## What to produce
Pick out every line of the data below that contains the word "bridge", and copy each one in full.

## Start Supplied records

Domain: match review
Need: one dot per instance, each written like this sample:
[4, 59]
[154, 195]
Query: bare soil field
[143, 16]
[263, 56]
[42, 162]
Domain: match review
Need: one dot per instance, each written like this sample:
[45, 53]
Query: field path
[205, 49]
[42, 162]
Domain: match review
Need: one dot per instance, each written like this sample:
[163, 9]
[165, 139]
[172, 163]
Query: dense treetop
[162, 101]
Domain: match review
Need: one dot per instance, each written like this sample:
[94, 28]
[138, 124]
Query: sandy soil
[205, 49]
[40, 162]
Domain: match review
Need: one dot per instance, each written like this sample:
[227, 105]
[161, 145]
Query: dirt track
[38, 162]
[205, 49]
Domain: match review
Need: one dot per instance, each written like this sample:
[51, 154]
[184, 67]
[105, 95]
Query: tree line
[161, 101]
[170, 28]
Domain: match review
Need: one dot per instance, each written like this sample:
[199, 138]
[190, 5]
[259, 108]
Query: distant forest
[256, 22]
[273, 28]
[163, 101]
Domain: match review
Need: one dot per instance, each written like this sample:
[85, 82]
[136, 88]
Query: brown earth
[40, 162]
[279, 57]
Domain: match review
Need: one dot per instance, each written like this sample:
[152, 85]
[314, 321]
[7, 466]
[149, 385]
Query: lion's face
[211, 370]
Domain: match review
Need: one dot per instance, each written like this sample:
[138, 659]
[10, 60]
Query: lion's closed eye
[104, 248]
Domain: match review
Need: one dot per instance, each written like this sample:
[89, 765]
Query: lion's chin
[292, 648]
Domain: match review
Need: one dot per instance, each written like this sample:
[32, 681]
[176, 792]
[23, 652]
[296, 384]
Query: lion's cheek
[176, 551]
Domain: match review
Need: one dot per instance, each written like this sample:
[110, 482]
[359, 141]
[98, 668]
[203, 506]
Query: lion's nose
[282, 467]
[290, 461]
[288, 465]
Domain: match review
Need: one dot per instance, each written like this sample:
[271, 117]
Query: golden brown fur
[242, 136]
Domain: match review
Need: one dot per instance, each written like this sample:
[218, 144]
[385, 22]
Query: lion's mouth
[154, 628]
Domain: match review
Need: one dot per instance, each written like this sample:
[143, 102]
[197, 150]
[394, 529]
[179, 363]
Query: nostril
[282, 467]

## End Supplied records
## Start Supplied records

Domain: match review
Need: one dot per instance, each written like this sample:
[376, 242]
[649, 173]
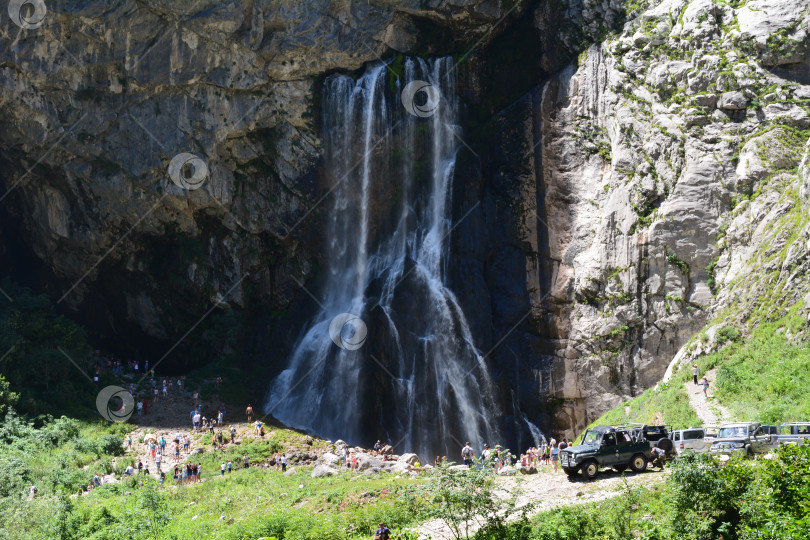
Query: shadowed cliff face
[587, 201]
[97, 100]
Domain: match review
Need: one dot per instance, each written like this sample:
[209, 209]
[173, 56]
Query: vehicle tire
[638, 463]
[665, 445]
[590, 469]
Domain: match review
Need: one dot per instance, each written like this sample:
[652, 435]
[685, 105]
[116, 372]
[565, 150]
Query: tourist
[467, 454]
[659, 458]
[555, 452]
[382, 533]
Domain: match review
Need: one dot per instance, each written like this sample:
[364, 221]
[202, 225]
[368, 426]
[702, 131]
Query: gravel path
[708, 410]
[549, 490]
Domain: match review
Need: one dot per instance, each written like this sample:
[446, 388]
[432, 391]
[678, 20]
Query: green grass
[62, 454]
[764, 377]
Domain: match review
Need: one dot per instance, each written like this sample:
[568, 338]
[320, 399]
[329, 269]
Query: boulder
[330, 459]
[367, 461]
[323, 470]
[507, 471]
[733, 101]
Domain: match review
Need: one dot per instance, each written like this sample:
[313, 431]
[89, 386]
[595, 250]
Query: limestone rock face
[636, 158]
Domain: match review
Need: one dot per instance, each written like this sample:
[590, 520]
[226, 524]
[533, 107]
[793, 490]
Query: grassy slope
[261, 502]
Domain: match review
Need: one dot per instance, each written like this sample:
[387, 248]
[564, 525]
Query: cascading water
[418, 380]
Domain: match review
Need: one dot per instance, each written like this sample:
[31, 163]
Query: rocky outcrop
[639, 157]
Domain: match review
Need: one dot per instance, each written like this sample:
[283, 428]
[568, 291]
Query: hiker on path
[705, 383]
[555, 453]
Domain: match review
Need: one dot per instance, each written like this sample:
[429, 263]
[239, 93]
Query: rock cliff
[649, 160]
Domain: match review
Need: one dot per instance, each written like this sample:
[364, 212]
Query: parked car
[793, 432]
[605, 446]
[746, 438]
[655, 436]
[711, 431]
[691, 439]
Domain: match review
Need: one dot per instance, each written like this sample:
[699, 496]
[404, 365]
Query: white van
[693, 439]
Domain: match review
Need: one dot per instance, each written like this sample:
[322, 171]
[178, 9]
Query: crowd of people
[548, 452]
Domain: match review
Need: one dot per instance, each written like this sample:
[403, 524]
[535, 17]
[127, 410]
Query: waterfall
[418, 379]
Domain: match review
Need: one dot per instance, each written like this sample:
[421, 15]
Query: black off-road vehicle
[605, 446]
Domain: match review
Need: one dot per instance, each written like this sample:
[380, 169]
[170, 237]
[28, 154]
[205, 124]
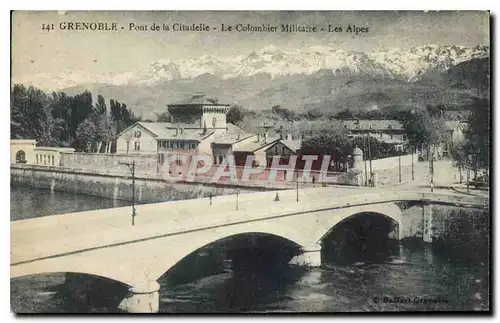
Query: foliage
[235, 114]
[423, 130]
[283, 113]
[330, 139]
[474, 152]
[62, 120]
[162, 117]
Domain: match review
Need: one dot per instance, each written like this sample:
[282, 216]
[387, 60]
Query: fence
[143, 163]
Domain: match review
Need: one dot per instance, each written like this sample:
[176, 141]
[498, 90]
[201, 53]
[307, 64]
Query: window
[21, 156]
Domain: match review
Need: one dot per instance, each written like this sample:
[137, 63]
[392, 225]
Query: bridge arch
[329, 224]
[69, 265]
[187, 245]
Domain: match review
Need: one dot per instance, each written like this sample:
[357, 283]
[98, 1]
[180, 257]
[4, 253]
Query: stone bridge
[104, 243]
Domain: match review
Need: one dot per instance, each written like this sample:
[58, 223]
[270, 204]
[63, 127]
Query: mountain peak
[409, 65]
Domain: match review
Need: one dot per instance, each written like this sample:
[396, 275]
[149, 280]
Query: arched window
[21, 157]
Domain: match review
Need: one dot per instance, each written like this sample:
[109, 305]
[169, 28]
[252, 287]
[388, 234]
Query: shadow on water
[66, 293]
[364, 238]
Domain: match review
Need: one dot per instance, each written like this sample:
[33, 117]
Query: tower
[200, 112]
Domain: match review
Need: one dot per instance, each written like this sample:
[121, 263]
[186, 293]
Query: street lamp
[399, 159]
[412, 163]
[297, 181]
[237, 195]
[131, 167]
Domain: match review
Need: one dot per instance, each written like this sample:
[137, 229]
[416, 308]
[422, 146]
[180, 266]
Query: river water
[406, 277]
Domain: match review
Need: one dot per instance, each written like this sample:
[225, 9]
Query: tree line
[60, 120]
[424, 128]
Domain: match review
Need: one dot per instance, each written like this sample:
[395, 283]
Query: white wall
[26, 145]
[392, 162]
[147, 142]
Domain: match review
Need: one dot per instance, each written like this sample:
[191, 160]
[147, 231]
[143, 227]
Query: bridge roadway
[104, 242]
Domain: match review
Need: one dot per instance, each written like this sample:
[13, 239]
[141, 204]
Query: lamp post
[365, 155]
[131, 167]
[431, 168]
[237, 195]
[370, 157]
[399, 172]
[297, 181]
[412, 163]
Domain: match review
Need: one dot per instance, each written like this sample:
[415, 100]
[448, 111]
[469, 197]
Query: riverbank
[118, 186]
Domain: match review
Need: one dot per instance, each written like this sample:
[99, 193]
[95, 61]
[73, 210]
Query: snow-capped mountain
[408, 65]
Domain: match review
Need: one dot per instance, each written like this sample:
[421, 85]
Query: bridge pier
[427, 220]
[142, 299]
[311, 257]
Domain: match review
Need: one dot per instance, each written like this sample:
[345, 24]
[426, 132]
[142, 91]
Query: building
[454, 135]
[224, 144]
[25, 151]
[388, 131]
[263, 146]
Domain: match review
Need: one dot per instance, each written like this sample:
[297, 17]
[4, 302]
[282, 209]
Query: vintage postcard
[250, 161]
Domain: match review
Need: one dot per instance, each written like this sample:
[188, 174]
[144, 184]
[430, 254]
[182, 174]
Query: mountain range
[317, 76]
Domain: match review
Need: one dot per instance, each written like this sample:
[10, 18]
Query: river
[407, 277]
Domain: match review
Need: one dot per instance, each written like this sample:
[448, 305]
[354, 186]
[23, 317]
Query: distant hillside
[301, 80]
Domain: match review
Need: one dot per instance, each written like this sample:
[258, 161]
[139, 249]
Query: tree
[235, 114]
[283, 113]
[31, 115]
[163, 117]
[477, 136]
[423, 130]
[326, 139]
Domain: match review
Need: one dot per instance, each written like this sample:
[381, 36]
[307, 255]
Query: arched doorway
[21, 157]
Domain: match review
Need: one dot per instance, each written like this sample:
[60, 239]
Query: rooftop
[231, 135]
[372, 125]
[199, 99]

## End Supplied records
## Start Supplied records

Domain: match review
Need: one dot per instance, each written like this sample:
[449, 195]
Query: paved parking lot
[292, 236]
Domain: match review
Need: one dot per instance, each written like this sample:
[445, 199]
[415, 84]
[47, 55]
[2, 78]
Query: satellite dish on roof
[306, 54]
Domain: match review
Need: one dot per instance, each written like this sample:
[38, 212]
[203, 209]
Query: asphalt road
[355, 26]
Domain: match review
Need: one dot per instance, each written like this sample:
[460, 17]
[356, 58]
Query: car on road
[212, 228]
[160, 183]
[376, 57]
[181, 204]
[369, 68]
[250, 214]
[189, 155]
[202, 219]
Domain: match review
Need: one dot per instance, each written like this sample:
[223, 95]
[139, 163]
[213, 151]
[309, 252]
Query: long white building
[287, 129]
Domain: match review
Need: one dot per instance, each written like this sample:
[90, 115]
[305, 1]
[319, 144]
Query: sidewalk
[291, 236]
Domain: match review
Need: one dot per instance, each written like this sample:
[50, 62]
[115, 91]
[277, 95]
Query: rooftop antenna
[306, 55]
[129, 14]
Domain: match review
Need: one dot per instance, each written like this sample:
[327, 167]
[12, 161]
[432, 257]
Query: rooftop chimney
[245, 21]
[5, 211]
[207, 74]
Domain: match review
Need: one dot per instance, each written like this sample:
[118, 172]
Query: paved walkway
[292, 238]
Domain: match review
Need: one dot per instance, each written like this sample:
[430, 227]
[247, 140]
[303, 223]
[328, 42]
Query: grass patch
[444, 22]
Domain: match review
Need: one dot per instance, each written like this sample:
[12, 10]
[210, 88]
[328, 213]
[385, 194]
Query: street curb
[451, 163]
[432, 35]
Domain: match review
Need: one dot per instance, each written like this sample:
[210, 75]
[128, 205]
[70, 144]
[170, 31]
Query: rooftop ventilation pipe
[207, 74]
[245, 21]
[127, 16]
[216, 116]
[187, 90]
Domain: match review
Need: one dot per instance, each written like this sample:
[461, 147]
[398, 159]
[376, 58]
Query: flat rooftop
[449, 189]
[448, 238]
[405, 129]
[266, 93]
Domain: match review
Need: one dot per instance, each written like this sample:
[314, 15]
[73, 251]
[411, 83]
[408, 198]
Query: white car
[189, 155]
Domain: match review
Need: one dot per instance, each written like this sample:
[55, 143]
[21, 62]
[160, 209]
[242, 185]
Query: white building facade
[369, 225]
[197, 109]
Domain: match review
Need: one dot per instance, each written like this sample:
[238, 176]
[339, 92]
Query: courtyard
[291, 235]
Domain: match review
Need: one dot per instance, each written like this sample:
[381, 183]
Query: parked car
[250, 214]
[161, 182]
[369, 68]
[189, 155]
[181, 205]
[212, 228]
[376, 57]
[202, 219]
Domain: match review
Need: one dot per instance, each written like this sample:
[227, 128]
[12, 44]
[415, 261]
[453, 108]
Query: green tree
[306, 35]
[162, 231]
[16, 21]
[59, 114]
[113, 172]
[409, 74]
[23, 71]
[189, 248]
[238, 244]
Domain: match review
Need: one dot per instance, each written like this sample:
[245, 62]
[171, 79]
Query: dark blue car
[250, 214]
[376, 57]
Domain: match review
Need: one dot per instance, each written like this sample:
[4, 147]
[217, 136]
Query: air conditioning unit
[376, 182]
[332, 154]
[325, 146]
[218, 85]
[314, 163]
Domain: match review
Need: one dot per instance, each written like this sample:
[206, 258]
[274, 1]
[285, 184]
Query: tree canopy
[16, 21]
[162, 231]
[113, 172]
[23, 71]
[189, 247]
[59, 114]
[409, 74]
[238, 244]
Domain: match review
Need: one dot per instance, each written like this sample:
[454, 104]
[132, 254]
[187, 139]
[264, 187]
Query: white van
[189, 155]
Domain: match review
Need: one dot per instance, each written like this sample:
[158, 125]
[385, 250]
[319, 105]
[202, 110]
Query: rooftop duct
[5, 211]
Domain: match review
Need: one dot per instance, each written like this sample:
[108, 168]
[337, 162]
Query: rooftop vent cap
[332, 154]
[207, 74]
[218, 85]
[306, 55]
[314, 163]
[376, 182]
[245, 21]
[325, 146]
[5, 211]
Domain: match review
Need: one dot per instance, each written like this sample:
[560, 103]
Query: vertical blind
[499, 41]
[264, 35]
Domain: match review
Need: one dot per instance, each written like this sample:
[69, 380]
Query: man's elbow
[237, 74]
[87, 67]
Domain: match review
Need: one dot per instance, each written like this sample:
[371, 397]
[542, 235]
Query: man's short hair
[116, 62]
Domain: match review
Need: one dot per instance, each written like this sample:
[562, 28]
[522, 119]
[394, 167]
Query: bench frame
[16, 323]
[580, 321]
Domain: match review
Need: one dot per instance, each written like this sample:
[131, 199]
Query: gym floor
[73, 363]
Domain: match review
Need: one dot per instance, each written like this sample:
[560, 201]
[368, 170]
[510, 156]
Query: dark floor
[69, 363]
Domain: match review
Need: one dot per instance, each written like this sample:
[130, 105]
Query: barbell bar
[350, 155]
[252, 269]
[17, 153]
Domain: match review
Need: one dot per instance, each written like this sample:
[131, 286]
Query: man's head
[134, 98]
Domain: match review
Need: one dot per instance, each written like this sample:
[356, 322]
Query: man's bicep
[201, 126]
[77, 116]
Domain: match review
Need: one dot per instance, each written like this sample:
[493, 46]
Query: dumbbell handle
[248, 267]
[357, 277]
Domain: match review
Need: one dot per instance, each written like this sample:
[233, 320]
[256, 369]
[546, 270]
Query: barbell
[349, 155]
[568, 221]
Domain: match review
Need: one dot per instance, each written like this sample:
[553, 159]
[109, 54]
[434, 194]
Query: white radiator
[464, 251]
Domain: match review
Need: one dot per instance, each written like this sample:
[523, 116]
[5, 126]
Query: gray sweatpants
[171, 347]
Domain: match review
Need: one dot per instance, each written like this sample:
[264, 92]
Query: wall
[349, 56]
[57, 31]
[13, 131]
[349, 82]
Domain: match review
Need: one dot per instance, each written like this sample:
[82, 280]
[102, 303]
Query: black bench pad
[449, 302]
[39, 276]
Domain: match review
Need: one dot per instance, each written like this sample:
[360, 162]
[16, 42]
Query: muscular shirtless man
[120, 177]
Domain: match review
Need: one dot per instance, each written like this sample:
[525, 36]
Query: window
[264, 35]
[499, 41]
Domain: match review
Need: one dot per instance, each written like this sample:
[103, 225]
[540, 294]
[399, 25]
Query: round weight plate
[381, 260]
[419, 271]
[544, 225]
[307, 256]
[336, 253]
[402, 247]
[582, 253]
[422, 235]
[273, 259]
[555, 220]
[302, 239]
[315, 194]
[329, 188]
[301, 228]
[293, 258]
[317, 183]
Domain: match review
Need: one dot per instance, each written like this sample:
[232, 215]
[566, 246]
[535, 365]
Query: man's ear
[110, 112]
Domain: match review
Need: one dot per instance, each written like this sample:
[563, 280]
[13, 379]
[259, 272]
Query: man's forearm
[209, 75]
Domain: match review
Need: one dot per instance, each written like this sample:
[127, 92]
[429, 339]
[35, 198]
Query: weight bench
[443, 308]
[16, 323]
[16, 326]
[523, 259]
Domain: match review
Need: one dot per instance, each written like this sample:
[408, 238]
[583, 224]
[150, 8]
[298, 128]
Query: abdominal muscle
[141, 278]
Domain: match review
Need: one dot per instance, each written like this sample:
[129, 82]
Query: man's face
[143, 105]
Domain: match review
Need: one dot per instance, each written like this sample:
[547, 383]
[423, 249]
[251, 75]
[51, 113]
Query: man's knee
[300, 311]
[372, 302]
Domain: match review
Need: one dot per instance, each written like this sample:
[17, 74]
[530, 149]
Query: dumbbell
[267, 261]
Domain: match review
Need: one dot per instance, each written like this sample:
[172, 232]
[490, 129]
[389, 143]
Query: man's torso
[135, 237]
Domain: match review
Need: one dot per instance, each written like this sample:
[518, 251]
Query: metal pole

## End Supplied records

## Reply to the exercise
Query: bridge arch
Query: stone bridge
Query: bridge roadway
Query: bridge pier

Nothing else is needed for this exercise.